┌─ Records supplied

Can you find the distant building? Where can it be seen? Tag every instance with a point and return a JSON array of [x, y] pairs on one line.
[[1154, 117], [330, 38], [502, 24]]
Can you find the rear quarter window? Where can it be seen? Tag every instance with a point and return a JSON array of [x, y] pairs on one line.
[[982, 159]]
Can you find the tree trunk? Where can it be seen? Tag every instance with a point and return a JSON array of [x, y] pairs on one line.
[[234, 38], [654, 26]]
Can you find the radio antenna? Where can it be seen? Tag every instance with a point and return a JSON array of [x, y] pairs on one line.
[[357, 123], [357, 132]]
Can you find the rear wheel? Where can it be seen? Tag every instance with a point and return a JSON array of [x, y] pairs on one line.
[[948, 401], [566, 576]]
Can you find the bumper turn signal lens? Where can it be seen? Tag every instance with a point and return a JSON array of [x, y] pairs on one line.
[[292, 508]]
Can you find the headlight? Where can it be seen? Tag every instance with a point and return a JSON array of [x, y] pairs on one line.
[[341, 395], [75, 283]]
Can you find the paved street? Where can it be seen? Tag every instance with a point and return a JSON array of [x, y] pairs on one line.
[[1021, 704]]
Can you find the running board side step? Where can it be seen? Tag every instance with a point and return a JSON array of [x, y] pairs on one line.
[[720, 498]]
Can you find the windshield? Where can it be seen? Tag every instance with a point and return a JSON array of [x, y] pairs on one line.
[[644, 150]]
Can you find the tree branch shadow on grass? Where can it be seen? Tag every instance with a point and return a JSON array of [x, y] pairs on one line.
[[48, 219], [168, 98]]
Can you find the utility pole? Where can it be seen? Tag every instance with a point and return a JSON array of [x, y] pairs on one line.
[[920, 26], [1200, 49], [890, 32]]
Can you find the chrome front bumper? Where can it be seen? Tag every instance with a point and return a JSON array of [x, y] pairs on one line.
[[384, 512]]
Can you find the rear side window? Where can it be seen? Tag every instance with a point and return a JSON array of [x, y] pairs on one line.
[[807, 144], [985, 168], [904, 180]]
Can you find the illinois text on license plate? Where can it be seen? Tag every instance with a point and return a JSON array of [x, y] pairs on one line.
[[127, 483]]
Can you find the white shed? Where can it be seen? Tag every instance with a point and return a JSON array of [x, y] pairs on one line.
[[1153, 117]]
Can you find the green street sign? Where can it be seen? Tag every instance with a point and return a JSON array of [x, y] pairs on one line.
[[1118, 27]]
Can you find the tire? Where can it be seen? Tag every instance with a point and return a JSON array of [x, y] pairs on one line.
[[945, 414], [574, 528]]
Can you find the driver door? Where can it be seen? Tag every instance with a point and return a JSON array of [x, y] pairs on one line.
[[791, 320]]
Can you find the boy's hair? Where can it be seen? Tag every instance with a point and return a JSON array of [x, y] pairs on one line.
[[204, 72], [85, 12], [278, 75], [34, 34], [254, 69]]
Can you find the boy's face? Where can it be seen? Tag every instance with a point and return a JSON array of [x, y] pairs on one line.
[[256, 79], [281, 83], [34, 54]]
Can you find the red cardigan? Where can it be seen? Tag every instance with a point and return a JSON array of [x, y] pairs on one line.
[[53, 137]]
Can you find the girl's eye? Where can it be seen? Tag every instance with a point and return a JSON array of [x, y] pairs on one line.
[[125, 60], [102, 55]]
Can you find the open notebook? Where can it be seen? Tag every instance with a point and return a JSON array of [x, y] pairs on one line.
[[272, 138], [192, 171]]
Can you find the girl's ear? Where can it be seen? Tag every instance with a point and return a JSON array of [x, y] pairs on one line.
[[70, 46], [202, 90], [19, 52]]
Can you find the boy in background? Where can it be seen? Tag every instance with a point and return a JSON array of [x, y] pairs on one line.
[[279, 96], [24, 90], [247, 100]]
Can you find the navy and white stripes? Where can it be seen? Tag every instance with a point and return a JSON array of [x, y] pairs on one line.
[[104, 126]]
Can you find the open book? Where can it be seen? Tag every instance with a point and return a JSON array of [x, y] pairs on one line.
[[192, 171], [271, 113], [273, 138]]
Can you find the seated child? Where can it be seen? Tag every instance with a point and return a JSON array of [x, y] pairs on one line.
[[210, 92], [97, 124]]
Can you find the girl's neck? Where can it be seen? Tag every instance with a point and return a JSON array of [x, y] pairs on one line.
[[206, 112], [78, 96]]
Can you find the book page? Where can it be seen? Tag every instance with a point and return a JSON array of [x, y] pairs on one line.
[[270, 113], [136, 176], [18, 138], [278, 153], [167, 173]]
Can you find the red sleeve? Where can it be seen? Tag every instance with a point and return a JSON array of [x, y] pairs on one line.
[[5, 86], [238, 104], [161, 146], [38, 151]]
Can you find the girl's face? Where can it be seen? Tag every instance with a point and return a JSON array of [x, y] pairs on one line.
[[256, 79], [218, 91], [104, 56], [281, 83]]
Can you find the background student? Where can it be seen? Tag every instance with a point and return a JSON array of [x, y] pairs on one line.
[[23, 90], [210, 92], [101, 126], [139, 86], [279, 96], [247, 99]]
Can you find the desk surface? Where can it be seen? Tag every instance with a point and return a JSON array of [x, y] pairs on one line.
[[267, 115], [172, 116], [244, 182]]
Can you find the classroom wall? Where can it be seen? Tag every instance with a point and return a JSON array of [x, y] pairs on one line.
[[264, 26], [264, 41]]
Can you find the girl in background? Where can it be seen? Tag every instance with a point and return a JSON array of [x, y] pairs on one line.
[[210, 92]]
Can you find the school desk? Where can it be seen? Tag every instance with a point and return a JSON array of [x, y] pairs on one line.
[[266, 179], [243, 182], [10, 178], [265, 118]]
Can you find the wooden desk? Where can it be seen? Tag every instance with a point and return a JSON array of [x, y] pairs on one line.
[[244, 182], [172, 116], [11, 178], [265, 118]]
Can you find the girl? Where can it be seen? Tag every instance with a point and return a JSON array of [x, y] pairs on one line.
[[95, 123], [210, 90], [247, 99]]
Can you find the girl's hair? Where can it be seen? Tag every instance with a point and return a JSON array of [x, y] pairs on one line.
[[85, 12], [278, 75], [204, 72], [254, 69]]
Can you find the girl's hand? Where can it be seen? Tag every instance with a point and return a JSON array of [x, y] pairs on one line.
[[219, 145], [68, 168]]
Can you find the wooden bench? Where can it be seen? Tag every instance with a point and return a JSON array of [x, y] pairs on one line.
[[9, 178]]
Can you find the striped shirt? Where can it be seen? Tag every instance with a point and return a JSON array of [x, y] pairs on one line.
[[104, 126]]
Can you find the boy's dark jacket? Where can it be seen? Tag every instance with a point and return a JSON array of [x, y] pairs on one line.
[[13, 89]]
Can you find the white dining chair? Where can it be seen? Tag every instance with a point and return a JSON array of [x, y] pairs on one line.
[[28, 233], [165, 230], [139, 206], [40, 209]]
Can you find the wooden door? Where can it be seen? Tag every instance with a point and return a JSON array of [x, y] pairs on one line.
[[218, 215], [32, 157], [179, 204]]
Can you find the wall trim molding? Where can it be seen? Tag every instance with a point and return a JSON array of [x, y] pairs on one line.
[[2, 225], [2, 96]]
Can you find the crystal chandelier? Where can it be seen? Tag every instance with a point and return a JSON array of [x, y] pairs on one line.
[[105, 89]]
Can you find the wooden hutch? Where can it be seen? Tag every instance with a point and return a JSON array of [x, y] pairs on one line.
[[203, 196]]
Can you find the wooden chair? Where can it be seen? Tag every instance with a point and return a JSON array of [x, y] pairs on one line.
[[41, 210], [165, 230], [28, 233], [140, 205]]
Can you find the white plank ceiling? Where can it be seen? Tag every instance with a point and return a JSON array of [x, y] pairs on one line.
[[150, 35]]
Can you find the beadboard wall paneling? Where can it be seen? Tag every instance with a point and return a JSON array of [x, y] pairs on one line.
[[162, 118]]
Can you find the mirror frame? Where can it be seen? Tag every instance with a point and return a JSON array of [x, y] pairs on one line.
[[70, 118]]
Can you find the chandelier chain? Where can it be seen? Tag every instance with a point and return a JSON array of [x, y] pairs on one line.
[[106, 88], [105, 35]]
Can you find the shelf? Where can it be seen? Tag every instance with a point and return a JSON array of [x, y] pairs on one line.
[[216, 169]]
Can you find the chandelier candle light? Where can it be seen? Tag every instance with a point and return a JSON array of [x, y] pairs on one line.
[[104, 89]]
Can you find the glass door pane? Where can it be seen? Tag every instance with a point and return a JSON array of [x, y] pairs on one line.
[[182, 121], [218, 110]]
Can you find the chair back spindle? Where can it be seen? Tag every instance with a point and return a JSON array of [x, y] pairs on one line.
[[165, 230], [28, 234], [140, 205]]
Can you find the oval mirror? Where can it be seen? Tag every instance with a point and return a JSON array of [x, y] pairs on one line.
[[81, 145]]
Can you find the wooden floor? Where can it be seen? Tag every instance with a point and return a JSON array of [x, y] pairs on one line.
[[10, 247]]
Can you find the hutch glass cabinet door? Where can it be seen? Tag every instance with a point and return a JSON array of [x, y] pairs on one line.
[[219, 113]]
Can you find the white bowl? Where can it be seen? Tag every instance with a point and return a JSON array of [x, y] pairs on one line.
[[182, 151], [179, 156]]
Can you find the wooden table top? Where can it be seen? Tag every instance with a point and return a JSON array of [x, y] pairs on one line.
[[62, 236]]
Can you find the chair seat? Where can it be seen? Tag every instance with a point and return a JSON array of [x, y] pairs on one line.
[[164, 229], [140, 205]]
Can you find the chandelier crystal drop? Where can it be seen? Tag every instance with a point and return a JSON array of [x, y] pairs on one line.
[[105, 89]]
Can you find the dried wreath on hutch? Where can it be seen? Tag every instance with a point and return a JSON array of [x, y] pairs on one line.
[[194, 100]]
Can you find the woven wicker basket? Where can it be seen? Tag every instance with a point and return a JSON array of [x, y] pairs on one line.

└─

Exercise directions |
Type out exactly the span of lines from the one with "Can you find the white bowl?" to the end of the material above, counting both end lines, and nothing else.

Result |
Can you find the white bowl? Where can it be seen? Tag every instance with a point and return a JSON array of [x, y] pairs on one line.
[[182, 151], [179, 156]]
Can you find the wooden table top? Where can it be seen? Tag every instance with a point and return a JSON array of [x, y] pairs on one line.
[[62, 236]]
Can you find the chair seat? Where can it be seen? Tag every instance with a point and return a JSON array of [x, y] pairs on one line.
[[164, 229], [140, 205]]
Can you find the chandelier crystal drop? Where can it be seen? Tag every instance with a point and return a JSON array of [x, y] pairs on one line.
[[105, 89]]
Can you find the dried wreath on hutch? Where can it be seen? Tag every instance with a point and return a JSON array of [x, y] pairs on one line.
[[194, 100]]
Can you find the woven wicker basket? Where can it be seen? Tag every instance with a point and return a JSON array of [x, y] pairs on one line.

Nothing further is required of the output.